** BEGIN **
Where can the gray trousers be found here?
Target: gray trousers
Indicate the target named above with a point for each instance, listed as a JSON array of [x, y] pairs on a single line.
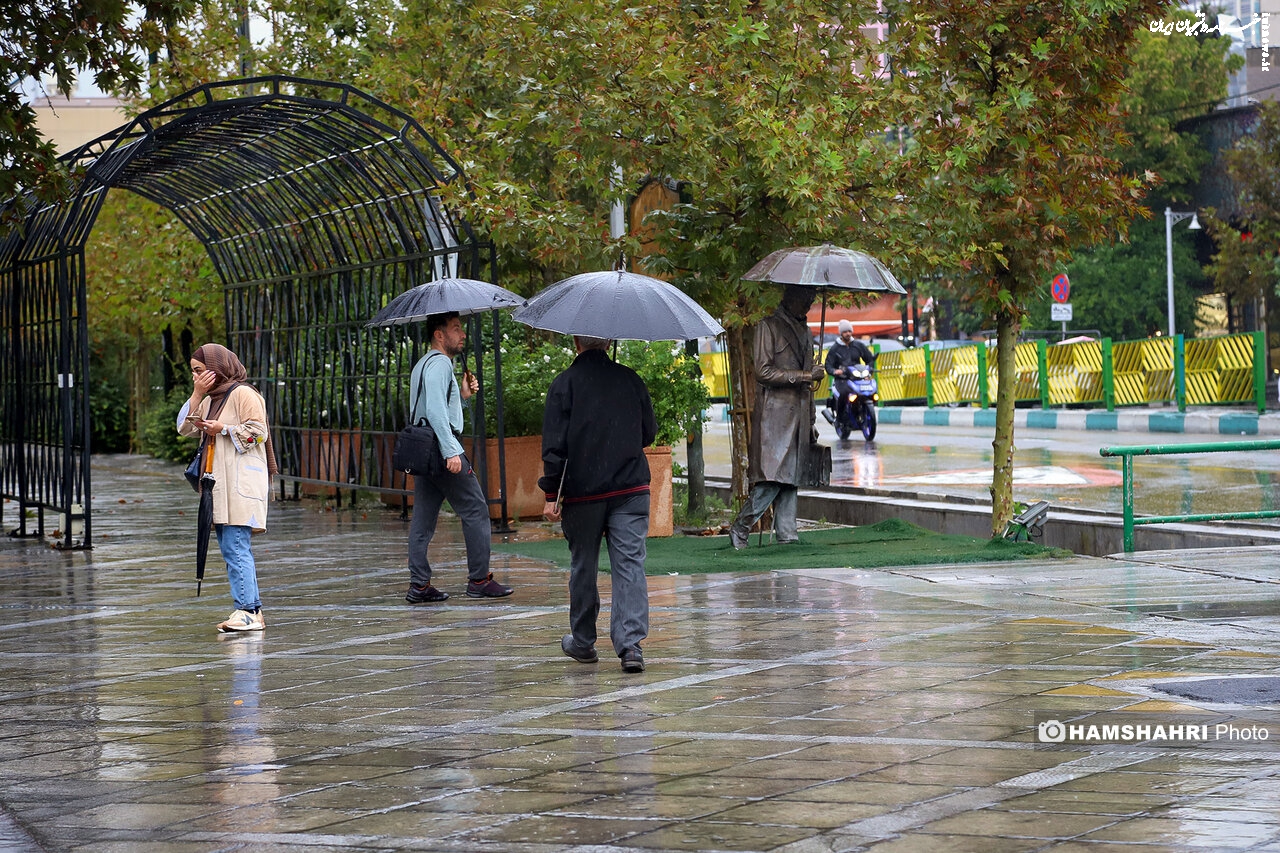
[[464, 495], [625, 523], [784, 498]]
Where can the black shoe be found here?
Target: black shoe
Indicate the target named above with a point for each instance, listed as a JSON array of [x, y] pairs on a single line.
[[632, 661], [488, 588], [424, 594], [576, 652]]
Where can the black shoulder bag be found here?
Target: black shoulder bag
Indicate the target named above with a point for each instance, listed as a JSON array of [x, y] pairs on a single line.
[[417, 450]]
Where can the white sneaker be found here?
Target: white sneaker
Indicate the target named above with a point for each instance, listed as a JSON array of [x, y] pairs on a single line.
[[242, 620]]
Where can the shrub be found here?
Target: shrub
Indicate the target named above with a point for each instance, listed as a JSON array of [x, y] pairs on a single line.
[[158, 433]]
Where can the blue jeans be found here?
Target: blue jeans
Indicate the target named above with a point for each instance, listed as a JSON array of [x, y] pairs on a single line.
[[233, 541]]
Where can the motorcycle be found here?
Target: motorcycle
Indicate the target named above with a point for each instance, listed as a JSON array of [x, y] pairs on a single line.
[[858, 409]]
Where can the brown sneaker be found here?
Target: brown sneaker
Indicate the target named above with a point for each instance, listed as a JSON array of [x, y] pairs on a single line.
[[488, 588], [424, 594]]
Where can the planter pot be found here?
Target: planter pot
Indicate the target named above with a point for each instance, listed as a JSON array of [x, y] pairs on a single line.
[[525, 465], [661, 503]]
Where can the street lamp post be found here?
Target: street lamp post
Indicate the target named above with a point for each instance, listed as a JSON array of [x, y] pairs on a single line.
[[1170, 218]]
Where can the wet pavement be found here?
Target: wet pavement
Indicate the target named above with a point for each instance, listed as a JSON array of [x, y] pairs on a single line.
[[803, 711], [1057, 464]]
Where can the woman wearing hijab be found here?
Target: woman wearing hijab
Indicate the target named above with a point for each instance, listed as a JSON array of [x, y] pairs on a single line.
[[231, 418]]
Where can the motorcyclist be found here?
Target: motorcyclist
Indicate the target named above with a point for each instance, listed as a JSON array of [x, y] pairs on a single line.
[[844, 352]]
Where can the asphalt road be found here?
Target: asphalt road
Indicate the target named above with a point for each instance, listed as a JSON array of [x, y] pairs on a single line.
[[1061, 466]]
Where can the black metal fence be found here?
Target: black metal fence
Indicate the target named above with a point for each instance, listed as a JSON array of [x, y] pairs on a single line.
[[316, 204]]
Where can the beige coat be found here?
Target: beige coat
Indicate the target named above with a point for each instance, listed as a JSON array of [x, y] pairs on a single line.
[[243, 487]]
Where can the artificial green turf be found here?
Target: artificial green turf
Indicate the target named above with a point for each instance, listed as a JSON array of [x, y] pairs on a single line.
[[888, 543]]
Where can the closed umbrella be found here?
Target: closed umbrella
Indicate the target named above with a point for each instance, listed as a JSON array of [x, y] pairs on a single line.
[[444, 296], [205, 518], [617, 305]]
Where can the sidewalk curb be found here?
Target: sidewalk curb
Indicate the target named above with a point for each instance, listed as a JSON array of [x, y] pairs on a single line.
[[1212, 423]]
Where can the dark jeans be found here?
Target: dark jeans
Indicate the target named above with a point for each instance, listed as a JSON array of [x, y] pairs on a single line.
[[464, 495], [625, 520]]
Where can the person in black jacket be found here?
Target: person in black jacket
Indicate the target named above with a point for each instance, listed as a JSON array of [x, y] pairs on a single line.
[[595, 425], [844, 352]]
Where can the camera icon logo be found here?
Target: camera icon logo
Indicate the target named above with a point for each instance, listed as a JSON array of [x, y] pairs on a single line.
[[1051, 731]]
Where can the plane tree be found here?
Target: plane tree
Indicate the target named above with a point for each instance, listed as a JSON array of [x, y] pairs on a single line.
[[1013, 141]]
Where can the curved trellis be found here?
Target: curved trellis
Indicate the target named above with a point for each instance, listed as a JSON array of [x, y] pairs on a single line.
[[316, 204]]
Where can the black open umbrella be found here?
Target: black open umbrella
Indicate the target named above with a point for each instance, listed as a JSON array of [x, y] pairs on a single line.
[[823, 267], [205, 518], [617, 305], [444, 296]]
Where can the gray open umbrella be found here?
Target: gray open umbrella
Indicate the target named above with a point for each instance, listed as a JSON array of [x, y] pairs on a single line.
[[443, 296], [620, 306], [824, 267]]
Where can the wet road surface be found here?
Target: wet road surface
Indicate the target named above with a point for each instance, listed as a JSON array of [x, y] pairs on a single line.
[[800, 711], [1061, 466]]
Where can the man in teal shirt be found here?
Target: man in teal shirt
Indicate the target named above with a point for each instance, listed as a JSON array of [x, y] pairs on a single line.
[[438, 397]]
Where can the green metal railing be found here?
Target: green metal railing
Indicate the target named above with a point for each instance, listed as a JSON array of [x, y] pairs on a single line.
[[1128, 452]]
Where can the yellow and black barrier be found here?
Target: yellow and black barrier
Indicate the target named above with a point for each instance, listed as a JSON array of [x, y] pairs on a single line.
[[1198, 372]]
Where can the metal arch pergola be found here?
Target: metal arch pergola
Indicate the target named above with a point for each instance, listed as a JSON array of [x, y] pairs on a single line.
[[316, 205]]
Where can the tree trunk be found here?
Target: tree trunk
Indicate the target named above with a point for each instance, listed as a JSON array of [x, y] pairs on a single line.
[[696, 471], [741, 389], [1002, 446], [140, 388]]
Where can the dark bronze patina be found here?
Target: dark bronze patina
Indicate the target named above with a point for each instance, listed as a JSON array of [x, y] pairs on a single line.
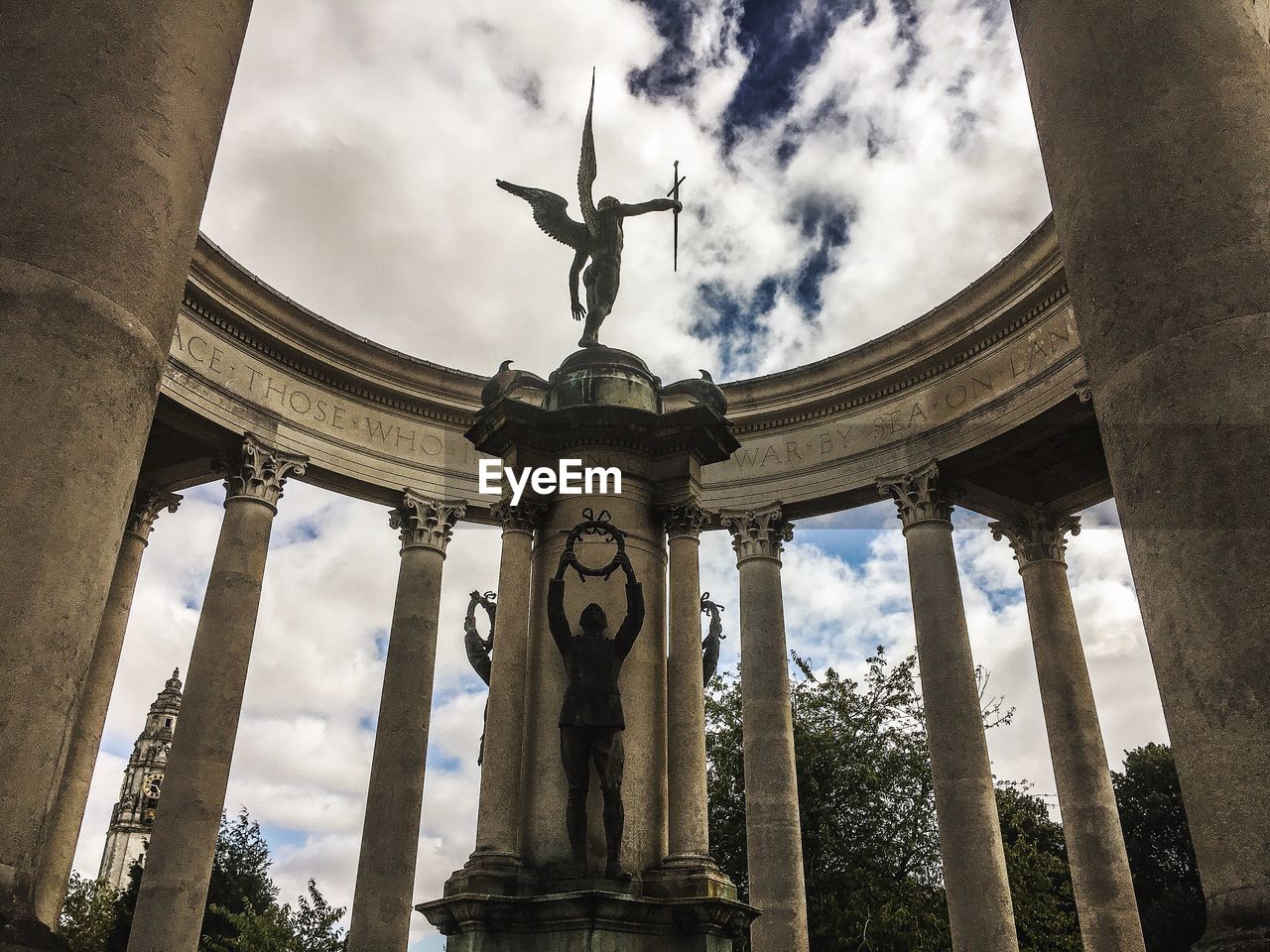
** END **
=== YOUR GOAL ===
Copy out every row above word for word, leaving out the pictures.

=== OUTPUT OF THE EXERCISE ===
Where can the gray trousers be found here?
Target: gray trousers
Indicate the target named above with a point for each instance, listed as a JSON array of [x, y] pairs on a single line.
[[464, 495], [625, 523], [784, 498]]
Where can the black shoe be found here?
Target: black shoe
Indicate the target named above with a point for each instance, listed as a JSON array of [x, y] pairs on a single line.
[[632, 661], [488, 588], [424, 594], [576, 652]]
Where can the black shoulder bag be found here?
Target: black shoulder bag
Indicate the target named above with a point for each instance, listed as a JSON array of [x, y] pairs on a single line.
[[417, 450]]
Where can the white sneaker be found here?
Target: white sneaker
Indicate the target named above with a point for each instance, listed as a JSON array of [x, y] pairs on a single line.
[[242, 620]]
Where can the shrub be found here?
Target: shrub
Indicate the target named above with a point for each instance, listed as a JSON array of [x, y] pairs on a single line.
[[158, 433]]
Where can the blue jeans be found here?
Target: blue jeans
Indicate the target named above with a point for each instance, listed as a JSON array of [x, y] pairs on a single line.
[[233, 541]]
Where can the motorcycle be found here?
Target: motorcycle
Indicate the target named above with a point for each instance, listed as a JSON array of [x, y] pairs on a single line.
[[858, 409]]
Where can the brown sneaker be found here?
Target: brown sneaker
Indicate the target named above with a point for each instance, listed as a JSON array of [x, y] pairs on a single line.
[[488, 588], [424, 594]]
Where can the planter pot be found here?
Target: planter pot
Indicate the target named above with a point for each instance, listed as a JSON array of [x, y] pairs on a single line.
[[525, 465], [661, 503]]
Where can the street lamp post be found here?
Target: street lamp post
Indicate the target named above with a point for each instance, listed as a JSON array of [x, y] pairs on a single line.
[[1170, 218]]
Where can the wet pavement be found here?
Target: wet pavement
Indicate the target named above with a point for each instance, listed as a JSON array of [x, y] pairs on a single line.
[[803, 711], [1057, 464]]
Where can the woman wearing hijab be found here?
Target: woman wearing hijab
Indicate the target named above with a point for each instance, listed as a JSON array of [x, y] pairs on a single line.
[[231, 418]]
Where can the motorcyclist be found here?
Target: motorcyclist
Indicate the target named above with a point for each instance, listed as a JSON array of [x, y] pairs on a single line.
[[844, 352]]
Where can the asphalt road be found here?
Target: asphalt road
Indicate the target named above with a point for each instance, listed as a JSON array of [x, y] pairs on a single line.
[[1061, 466]]
Where can the black metal fence be found here?
Target: black metal fence
Indicate the target named above with a point for each instance, listed as a JSON array of [x, y] pairs on a single line.
[[316, 204]]
Where can the beige coat be found here?
Target: beige coat
Indicate the target named above with a point for each instance, listed as a JSON array of [x, y] pairs on a single line.
[[243, 487]]
Where can the artificial green turf be found here?
Target: artificial green turf
Indicate the target named above with a point for each instance, listed as a JSON array of [x, y] pairs on a single line.
[[888, 543]]
Where can the closed umbrella be found here?
Target: closed umbrella
Indicate the target named above with a point for each instance, listed as a JSON array of [x, y] pairs on a single line.
[[444, 296], [205, 518], [617, 305]]
Where can the sidewalk curb be found here?
Target: sidewalk curb
Indicate the target named above with a point for each instance, listed as a JSON array of [x, y] pairs on a single line.
[[1212, 423]]
Where can the dark jeans be found here?
Target: dark jeans
Indicate the target named above with a point for each instance, listed as a JSON array of [x, y] pairs on a single line.
[[464, 495], [625, 520]]
Where can the person in black jacket be found here?
Target: person in black jacket
Indicate the target named above with a point for each instance, listed as a JSON array of [x, y] pairs on a single line.
[[595, 425], [844, 352]]
Where can the camera icon logo be found here?
Target: camera icon logo
Indicate the target named above with a point for each instance, listed as a JSON array of [x, y] pairs on a single line.
[[1051, 731]]
Where can the plane tree be found here?
Target: plane tree
Indicate the target named above with a point for each instance, listed as a JSON array of [x, y] pairs on a single line.
[[1013, 141]]
Where can the curved trellis be found here?
Target: curved trellis
Indicate the target named above with a point for each instance, listed as a JSON array of [x, y] pairs on a single line.
[[316, 204]]
Where can the black open umbrella be found here?
Target: black open umbrella
Indicate the target named above with a point for each instance, listed as a JSON array of [x, y] pairs on a single line.
[[823, 267], [205, 518], [617, 305], [444, 296]]
Where can the gray open umbrella be found here?
Target: gray open umbrella
Indicate the target named above with a point for each instance, listed as a JSON array of [x, y] pairs on a single line.
[[443, 296], [620, 306], [824, 267]]
Where can the wet road surface be found here?
Target: wet road surface
Indicate the target named above with a point for each instance, listed as a JSON array of [x, y] pairs on a single line.
[[800, 711], [1061, 466]]
Where can the man in teal shirt be found here?
Target: man in teal shirt
Indicate the target named above with a point for each instance, listed as a JSON array of [x, y] pairs on a single line.
[[438, 397]]
Where can the green metal railing be found here?
Target: green metal railing
Indicate the target named above with a point for each instance, listed as a JSON array of [x, y] pairs on a single line.
[[1128, 452]]
Where can the yellow and black barrier be found here?
Target: yellow and black barrier
Indicate the target named above with a point for each instance, listed as a JSON array of [x, y] pairs on a single line.
[[1198, 372]]
Where can the metal arch pergola be found here?
Target: metal arch pergola
Indicate the target named above with a point for each instance, listed as a JSON array of [x, y] pairs on a single line.
[[316, 205]]
Where can the tree trunk be found here?
Target: tree trunk
Indicate the target named above with a point for each instance, listed as a JSON array of [x, y] pairs on a single line.
[[696, 471], [741, 389], [1002, 446], [140, 388]]
Where can the dark bronze patina be found here?
Target: dark bronze patina
Indicate the target named above with a point for each instance, listed as a JSON array of [x, y] pairs on a single line.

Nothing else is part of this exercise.